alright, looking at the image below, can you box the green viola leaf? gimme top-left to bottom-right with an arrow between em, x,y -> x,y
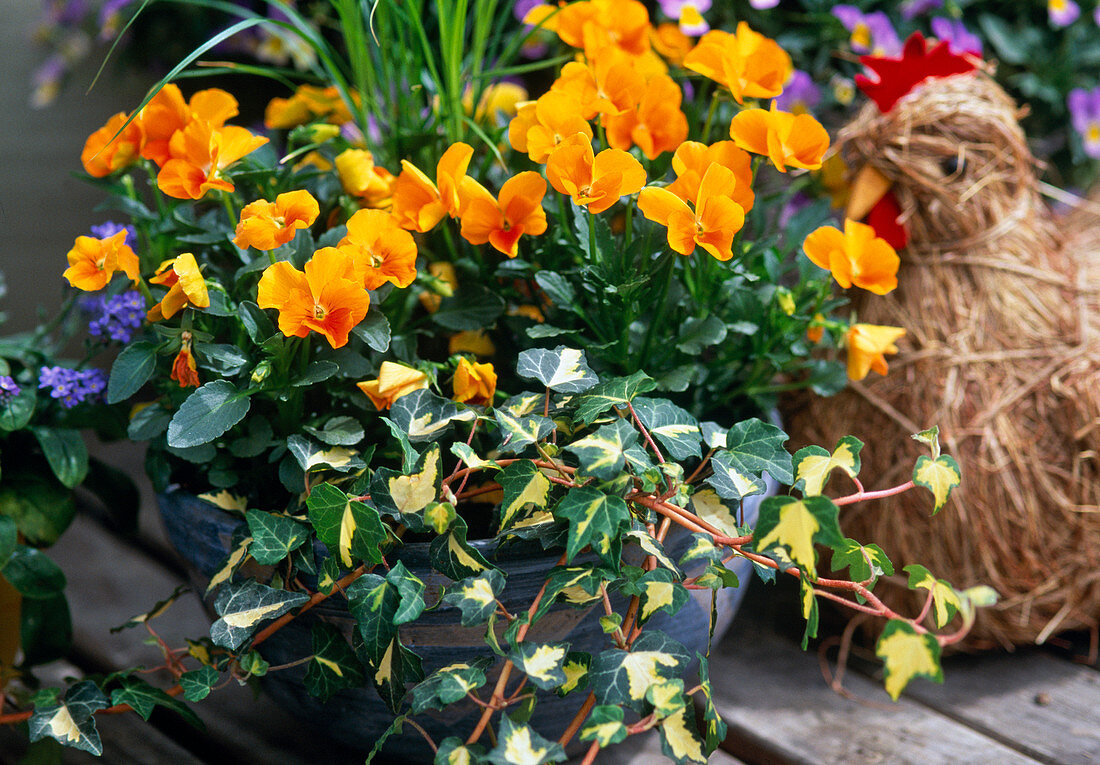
696,655 -> 727,754
705,451 -> 766,501
534,270 -> 576,307
831,538 -> 894,584
287,435 -> 365,474
799,576 -> 819,650
245,510 -> 309,566
516,346 -> 598,393
579,705 -> 628,748
0,516 -> 16,567
558,651 -> 591,697
290,360 -> 339,388
752,495 -> 843,579
441,569 -> 505,627
509,642 -> 571,691
793,436 -> 863,496
409,659 -> 492,714
371,443 -> 442,527
487,715 -> 566,765
110,677 -> 201,728
353,631 -> 423,713
210,580 -> 309,650
494,410 -> 554,455
20,591 -> 71,667
564,418 -> 637,481
111,584 -> 190,632
572,371 -> 657,426
623,529 -> 681,576
436,738 -> 487,765
432,286 -> 505,331
303,416 -> 365,447
590,630 -> 690,711
721,417 -> 793,486
676,315 -> 727,355
28,680 -> 108,756
658,705 -> 709,765
630,568 -> 689,626
303,622 -> 366,703
0,473 -> 75,546
351,309 -> 391,352
912,455 -> 961,515
631,397 -> 702,461
127,400 -> 172,441
875,620 -> 943,701
430,516 -> 496,580
390,389 -> 477,442
306,483 -> 387,568
647,679 -> 687,719
31,427 -> 88,489
179,666 -> 219,702
205,534 -> 252,596
167,380 -> 251,448
1,545 -> 66,598
238,300 -> 277,343
904,564 -> 963,628
554,487 -> 630,566
194,343 -> 249,377
0,386 -> 36,431
532,566 -> 607,622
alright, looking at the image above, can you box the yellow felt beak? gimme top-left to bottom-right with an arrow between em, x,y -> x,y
846,165 -> 893,222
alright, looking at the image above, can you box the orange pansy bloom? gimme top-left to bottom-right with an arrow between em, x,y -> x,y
234,189 -> 320,251
139,84 -> 239,167
453,358 -> 497,406
459,173 -> 548,258
803,219 -> 899,295
335,149 -> 396,209
418,262 -> 458,313
81,112 -> 145,178
650,22 -> 694,66
637,164 -> 746,261
508,92 -> 593,164
147,253 -> 210,322
683,22 -> 792,103
256,247 -> 369,349
665,140 -> 754,212
158,121 -> 269,200
391,143 -> 474,232
846,324 -> 906,381
603,74 -> 688,160
449,329 -> 496,357
338,209 -> 418,290
264,85 -> 355,129
555,0 -> 652,58
63,230 -> 140,291
170,332 -> 200,388
552,55 -> 646,120
357,361 -> 429,410
545,132 -> 646,214
728,103 -> 829,173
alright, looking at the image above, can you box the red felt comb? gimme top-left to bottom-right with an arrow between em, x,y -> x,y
855,32 -> 979,113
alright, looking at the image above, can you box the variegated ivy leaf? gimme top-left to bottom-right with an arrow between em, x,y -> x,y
110,677 -> 201,728
179,666 -> 218,701
627,568 -> 690,625
699,422 -> 728,450
706,451 -> 766,501
430,516 -> 497,580
752,495 -> 843,579
450,442 -> 500,472
509,642 -> 571,690
303,622 -> 366,703
793,436 -> 863,496
579,705 -> 628,748
390,388 -> 477,442
111,584 -> 190,632
647,679 -> 687,719
442,569 -> 506,626
532,566 -> 608,621
689,489 -> 745,538
590,630 -> 690,710
436,738 -> 487,765
306,483 -> 386,568
317,556 -> 341,595
912,455 -> 961,515
572,371 -> 657,426
352,629 -> 424,714
623,528 -> 682,576
498,459 -> 553,532
371,444 -> 442,529
831,538 -> 894,584
516,346 -> 598,393
210,580 -> 309,650
500,392 -> 544,417
29,681 -> 108,755
557,651 -> 591,697
245,510 -> 310,566
554,487 -> 630,566
198,489 -> 247,513
631,397 -> 702,461
564,418 -> 638,481
286,434 -> 364,473
799,576 -> 819,649
487,714 -> 567,765
205,534 -> 252,595
720,417 -> 793,486
911,425 -> 941,458
409,659 -> 492,713
303,416 -> 364,446
388,562 -> 427,626
696,654 -> 726,754
875,620 -> 943,701
904,564 -> 963,628
494,409 -> 554,455
658,705 -> 709,765
425,502 -> 457,534
679,533 -> 724,568
957,585 -> 999,629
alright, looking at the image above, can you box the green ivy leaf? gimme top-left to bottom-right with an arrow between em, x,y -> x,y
245,510 -> 309,566
532,566 -> 607,622
658,705 -> 709,765
112,584 -> 190,632
110,677 -> 201,728
705,451 -> 766,501
494,410 -> 554,455
205,536 -> 251,596
646,679 -> 687,719
306,484 -> 387,568
436,738 -> 487,765
352,630 -> 423,713
630,568 -> 689,626
390,389 -> 476,442
579,705 -> 628,748
631,398 -> 701,461
516,346 -> 598,393
912,455 -> 961,515
793,436 -> 863,496
831,538 -> 894,584
696,655 -> 726,754
441,569 -> 506,626
487,715 -> 566,765
106,341 -> 158,404
167,380 -> 251,448
622,529 -> 681,576
572,371 -> 656,426
752,495 -> 842,578
554,487 -> 630,566
430,516 -> 496,580
303,622 -> 366,703
564,418 -> 637,481
509,642 -> 571,690
590,631 -> 689,711
905,564 -> 963,628
210,580 -> 309,650
410,659 -> 492,713
28,681 -> 108,756
179,666 -> 219,702
721,417 -> 793,486
875,620 -> 943,701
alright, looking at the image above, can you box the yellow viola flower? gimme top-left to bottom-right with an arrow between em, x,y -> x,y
63,230 -> 140,292
846,324 -> 906,380
453,358 -> 497,406
147,253 -> 211,322
234,189 -> 320,251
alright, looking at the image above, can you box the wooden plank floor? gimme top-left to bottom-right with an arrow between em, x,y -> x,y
10,502 -> 1099,764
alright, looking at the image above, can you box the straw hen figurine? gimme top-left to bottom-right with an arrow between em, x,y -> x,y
785,34 -> 1100,650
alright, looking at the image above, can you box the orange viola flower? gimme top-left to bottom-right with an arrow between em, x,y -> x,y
63,230 -> 140,291
650,22 -> 694,66
555,0 -> 652,58
459,173 -> 548,258
256,247 -> 369,349
728,103 -> 829,173
453,358 -> 497,406
264,85 -> 356,129
803,219 -> 899,295
418,262 -> 458,313
449,329 -> 496,357
357,361 -> 429,410
665,140 -> 754,212
552,55 -> 646,120
338,209 -> 418,290
81,112 -> 145,178
234,189 -> 320,251
637,164 -> 746,261
603,74 -> 688,160
157,121 -> 269,200
139,84 -> 239,167
508,92 -> 593,164
391,142 -> 474,232
545,132 -> 646,214
170,331 -> 200,388
846,324 -> 906,381
683,22 -> 791,103
147,253 -> 210,322
335,149 -> 396,209
806,314 -> 826,344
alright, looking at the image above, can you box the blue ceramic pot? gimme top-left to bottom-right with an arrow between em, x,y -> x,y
158,478 -> 772,760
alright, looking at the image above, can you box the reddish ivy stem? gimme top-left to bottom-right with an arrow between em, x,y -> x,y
626,401 -> 665,465
833,481 -> 916,506
558,692 -> 597,748
252,564 -> 369,649
580,739 -> 602,764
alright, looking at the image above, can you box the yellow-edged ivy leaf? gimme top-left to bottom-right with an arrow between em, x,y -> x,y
646,679 -> 687,719
498,459 -> 553,532
111,584 -> 190,632
245,510 -> 309,566
110,677 -> 202,728
425,502 -> 457,534
287,435 -> 365,473
658,705 -> 708,765
532,566 -> 609,621
205,535 -> 252,595
793,436 -> 863,496
623,528 -> 682,576
197,490 -> 247,513
210,580 -> 309,649
572,371 -> 656,426
799,576 -> 819,650
371,443 -> 442,526
179,666 -> 219,701
631,397 -> 702,460
688,489 -> 744,538
699,422 -> 728,449
516,346 -> 598,393
430,516 -> 496,580
387,562 -> 426,626
306,483 -> 387,567
590,631 -> 689,711
509,642 -> 571,690
696,654 -> 726,754
706,451 -> 766,501
352,630 -> 424,713
436,737 -> 487,765
721,417 -> 794,486
830,538 -> 894,585
487,714 -> 567,765
875,620 -> 943,701
390,388 -> 476,442
554,487 -> 630,567
905,564 -> 963,628
752,495 -> 842,578
957,585 -> 999,628
557,651 -> 591,697
911,426 -> 941,458
912,455 -> 961,515
317,555 -> 340,595
303,622 -> 365,703
564,418 -> 638,481
627,568 -> 689,626
494,409 -> 554,455
501,392 -> 543,417
28,681 -> 108,756
678,533 -> 724,568
410,659 -> 492,713
441,569 -> 506,626
450,442 -> 500,473
579,705 -> 628,748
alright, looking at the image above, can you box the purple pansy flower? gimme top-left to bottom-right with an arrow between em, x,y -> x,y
1048,0 -> 1080,28
1068,87 -> 1100,159
749,0 -> 780,9
774,70 -> 822,114
930,17 -> 982,56
832,6 -> 902,57
901,0 -> 943,20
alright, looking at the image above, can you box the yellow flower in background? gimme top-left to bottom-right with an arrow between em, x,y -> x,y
418,262 -> 458,313
63,230 -> 140,292
234,190 -> 320,251
464,82 -> 529,123
683,22 -> 791,103
147,253 -> 210,322
453,358 -> 497,406
357,361 -> 429,410
846,323 -> 906,380
449,330 -> 496,357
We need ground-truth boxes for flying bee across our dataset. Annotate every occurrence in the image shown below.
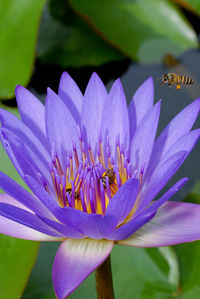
[101,168,116,188]
[161,73,194,90]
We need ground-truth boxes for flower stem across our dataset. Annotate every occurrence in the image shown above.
[95,255,115,299]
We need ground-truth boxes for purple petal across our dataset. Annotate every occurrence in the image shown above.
[105,178,139,224]
[0,202,63,238]
[0,194,60,241]
[128,77,154,140]
[160,129,200,162]
[15,85,46,146]
[101,78,130,154]
[25,175,102,238]
[38,215,84,239]
[146,97,200,176]
[58,72,83,123]
[58,207,104,239]
[53,238,114,298]
[130,101,160,173]
[0,108,50,159]
[0,171,52,218]
[45,88,79,169]
[0,128,50,184]
[137,151,187,215]
[145,177,188,213]
[81,72,107,154]
[107,210,156,240]
[118,201,200,247]
[24,175,60,213]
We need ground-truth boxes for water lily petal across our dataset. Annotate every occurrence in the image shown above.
[81,72,107,154]
[25,175,102,238]
[137,151,187,214]
[129,77,154,140]
[52,238,114,299]
[105,178,139,224]
[45,88,79,169]
[0,194,63,241]
[0,108,50,159]
[0,202,63,238]
[145,177,188,213]
[118,201,200,247]
[58,72,83,123]
[101,78,130,154]
[58,207,104,239]
[161,129,200,161]
[130,101,160,173]
[15,85,46,146]
[0,128,50,184]
[107,210,156,241]
[38,215,84,239]
[147,97,200,176]
[0,171,52,218]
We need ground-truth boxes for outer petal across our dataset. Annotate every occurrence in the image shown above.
[118,201,200,247]
[0,194,60,241]
[15,85,46,146]
[136,151,187,215]
[146,177,188,213]
[146,98,200,176]
[25,175,102,239]
[0,171,52,218]
[45,88,79,169]
[105,178,139,225]
[52,238,114,299]
[128,77,154,140]
[0,202,64,238]
[130,101,160,173]
[0,128,50,184]
[108,211,156,241]
[101,78,130,155]
[81,72,107,154]
[160,129,200,162]
[0,108,50,159]
[58,71,83,123]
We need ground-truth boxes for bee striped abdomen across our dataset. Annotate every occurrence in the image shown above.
[179,76,194,85]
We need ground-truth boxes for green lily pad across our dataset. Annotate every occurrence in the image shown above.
[174,180,200,298]
[0,0,46,99]
[37,0,123,68]
[174,0,200,15]
[0,236,39,299]
[69,0,198,64]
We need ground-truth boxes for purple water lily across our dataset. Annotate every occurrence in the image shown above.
[1,72,200,298]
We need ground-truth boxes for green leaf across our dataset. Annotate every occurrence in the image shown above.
[175,241,200,298]
[0,235,39,299]
[0,0,46,99]
[69,0,198,64]
[173,0,200,15]
[37,1,123,68]
[22,242,179,299]
[173,181,200,298]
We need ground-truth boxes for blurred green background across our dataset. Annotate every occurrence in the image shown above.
[1,0,200,298]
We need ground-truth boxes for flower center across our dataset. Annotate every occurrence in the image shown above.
[44,131,141,215]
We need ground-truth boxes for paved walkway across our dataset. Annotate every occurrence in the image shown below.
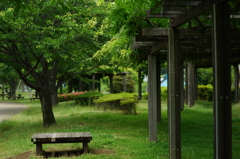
[0,101,27,123]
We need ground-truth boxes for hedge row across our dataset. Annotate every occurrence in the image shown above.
[198,85,237,101]
[75,91,103,106]
[58,92,85,102]
[142,87,168,100]
[94,92,138,115]
[58,92,138,115]
[142,85,238,102]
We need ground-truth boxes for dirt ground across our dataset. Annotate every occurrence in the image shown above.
[5,149,115,159]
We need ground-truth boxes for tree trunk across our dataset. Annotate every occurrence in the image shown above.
[9,80,17,100]
[51,88,59,106]
[39,88,56,127]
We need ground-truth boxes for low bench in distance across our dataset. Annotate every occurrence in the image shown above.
[30,97,40,101]
[31,132,92,156]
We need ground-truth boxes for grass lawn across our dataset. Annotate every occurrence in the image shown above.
[0,98,240,159]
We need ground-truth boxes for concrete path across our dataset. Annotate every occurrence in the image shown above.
[0,101,27,123]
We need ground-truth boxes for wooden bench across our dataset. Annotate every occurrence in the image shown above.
[30,97,40,101]
[31,132,92,156]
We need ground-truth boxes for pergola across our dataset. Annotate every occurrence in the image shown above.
[131,1,240,158]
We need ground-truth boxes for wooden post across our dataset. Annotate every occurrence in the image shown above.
[185,64,188,105]
[83,142,88,153]
[2,83,4,100]
[98,78,101,92]
[21,81,25,92]
[68,81,72,93]
[138,69,142,100]
[148,54,158,142]
[92,73,95,91]
[234,64,239,103]
[36,143,43,155]
[123,74,127,92]
[194,67,198,102]
[60,84,63,94]
[212,3,232,159]
[156,55,161,123]
[168,28,181,158]
[180,63,184,110]
[78,80,83,92]
[187,62,195,107]
[109,75,113,93]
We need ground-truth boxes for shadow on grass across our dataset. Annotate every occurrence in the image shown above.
[43,149,83,158]
[43,148,115,158]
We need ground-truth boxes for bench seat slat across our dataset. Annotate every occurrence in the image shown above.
[31,132,92,143]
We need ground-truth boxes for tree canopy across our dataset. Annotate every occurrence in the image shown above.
[0,0,113,126]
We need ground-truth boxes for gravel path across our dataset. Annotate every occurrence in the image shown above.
[0,101,27,123]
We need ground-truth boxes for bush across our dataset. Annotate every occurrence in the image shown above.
[161,87,168,100]
[197,85,213,101]
[140,85,239,102]
[142,92,148,99]
[141,87,168,100]
[112,74,135,93]
[94,93,138,114]
[58,92,85,102]
[75,91,103,106]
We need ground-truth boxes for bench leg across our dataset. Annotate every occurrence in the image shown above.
[36,143,43,155]
[83,142,88,153]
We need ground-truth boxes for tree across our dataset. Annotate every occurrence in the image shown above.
[197,68,213,85]
[94,0,169,78]
[0,0,111,127]
[0,64,19,99]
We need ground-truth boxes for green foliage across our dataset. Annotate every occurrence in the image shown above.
[94,92,138,114]
[0,0,112,88]
[74,91,103,106]
[141,87,168,100]
[142,92,148,100]
[197,85,213,101]
[197,68,213,85]
[112,74,135,93]
[161,87,168,100]
[94,0,169,70]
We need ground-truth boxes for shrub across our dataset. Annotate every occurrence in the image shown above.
[197,85,213,101]
[58,92,85,102]
[142,92,148,99]
[140,85,239,102]
[141,87,168,100]
[75,91,103,106]
[111,74,135,93]
[94,93,138,114]
[161,87,168,100]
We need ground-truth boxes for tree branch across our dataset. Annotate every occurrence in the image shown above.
[56,66,99,88]
[0,45,13,55]
[135,16,158,27]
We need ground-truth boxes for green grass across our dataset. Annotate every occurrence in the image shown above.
[0,99,240,158]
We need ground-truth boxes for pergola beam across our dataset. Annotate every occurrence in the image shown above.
[150,39,168,54]
[142,28,212,36]
[171,0,229,27]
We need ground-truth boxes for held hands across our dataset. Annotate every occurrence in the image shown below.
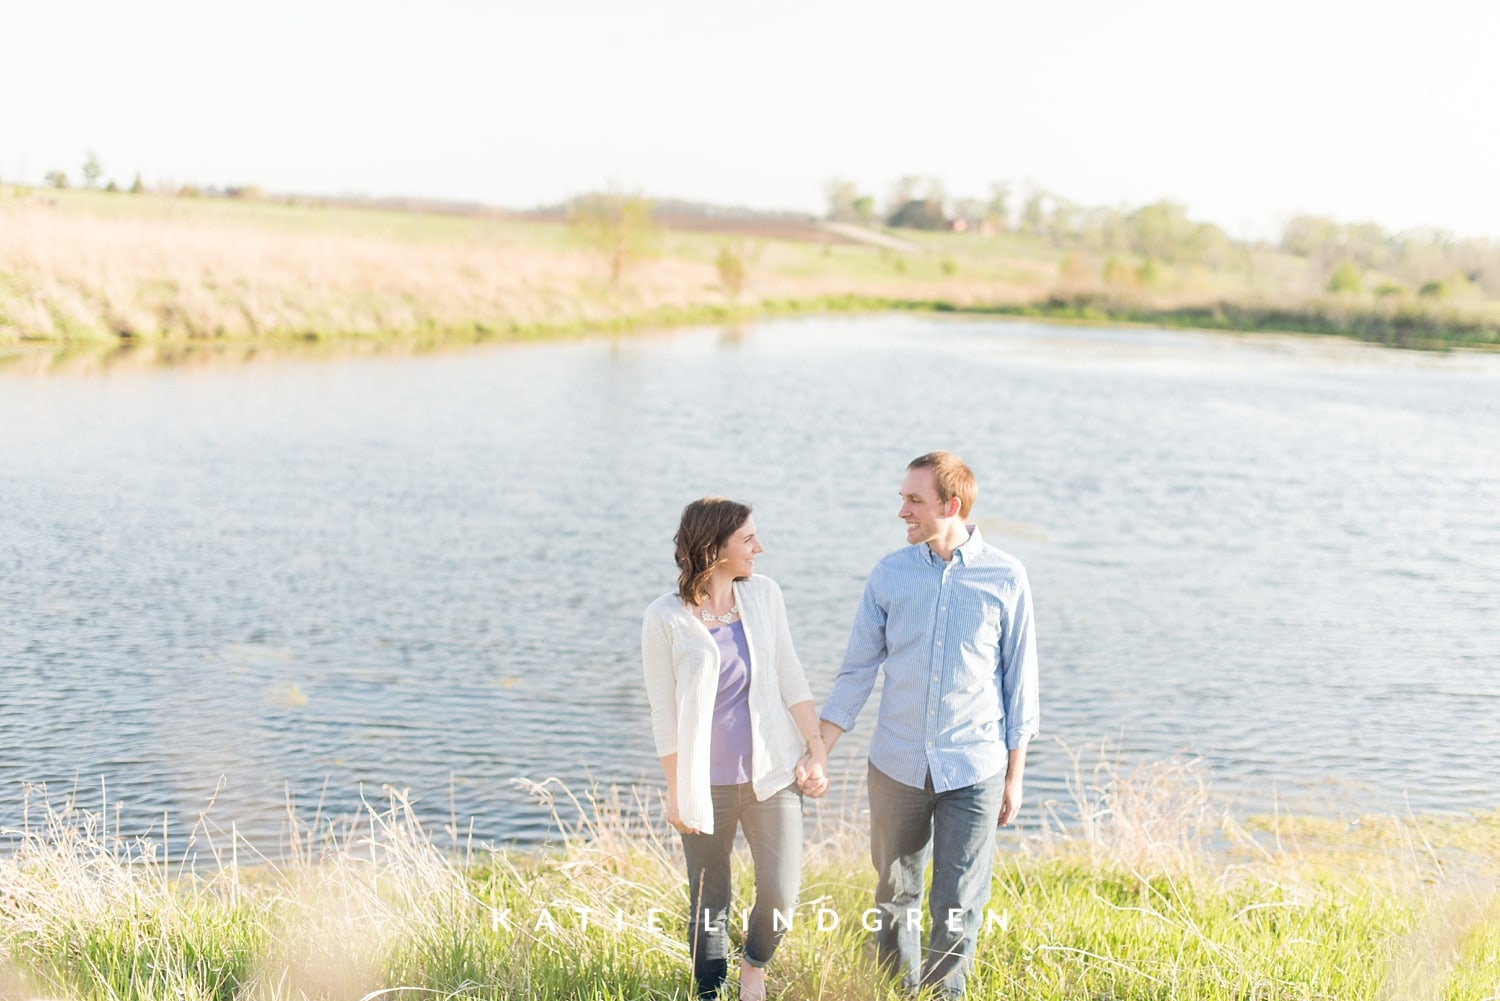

----------

◆ Brief ◆
Retype only the lines above from the one with "We need ground-truth boxes for bush" through the last, both ends included, keeping every picture out of the copy.

◆ Output for this task ◆
We need ground-truth boxes for bush across our dataset. Annotate every occurrence in the image shown above.
[161,87,168,100]
[197,85,213,101]
[140,85,239,102]
[142,92,148,99]
[141,87,168,100]
[112,74,135,93]
[94,93,138,114]
[58,92,85,102]
[75,91,103,106]
We need ground-truth boxes for bench leg across our dataset. Annotate every occurrence in the image shown above.
[36,143,43,155]
[83,142,88,153]
We need ground-truth boxes for tree across our dataset. Annotate every occurrence in the image shown above.
[197,68,213,85]
[94,0,169,78]
[0,0,111,127]
[0,64,19,99]
We need ground-truth boxes for green foliage across our dataset. Annotate every occurrence in the image shown above.
[94,92,138,114]
[0,0,112,88]
[74,91,103,106]
[141,87,168,100]
[142,92,148,100]
[197,85,213,101]
[197,68,213,85]
[112,74,135,93]
[161,87,168,100]
[94,0,169,70]
We need ground-truth boxes for shrub across our dataset. Annotate every occurrence in the image shown above.
[197,85,213,101]
[58,92,85,102]
[142,92,148,99]
[140,85,239,102]
[141,87,168,100]
[75,91,103,106]
[111,74,135,93]
[94,93,138,114]
[161,87,168,100]
We need ground-truth boxes for tree branch across our dataset. Annotate every occurrence in the image shown above.
[56,66,99,88]
[0,45,13,55]
[135,16,158,27]
We need ground-truth boxes for green grass across our dataset. Annotate every occurrence in the image shown above.
[0,99,240,158]
We need ground-truth boxes for pergola beam across our dataset. Annotate every occurrence in the image shown above.
[150,39,168,54]
[142,28,212,36]
[171,0,229,27]
We need ground-truth boxes for held hands across our dataset. Annotate every occurrence in the image shown below.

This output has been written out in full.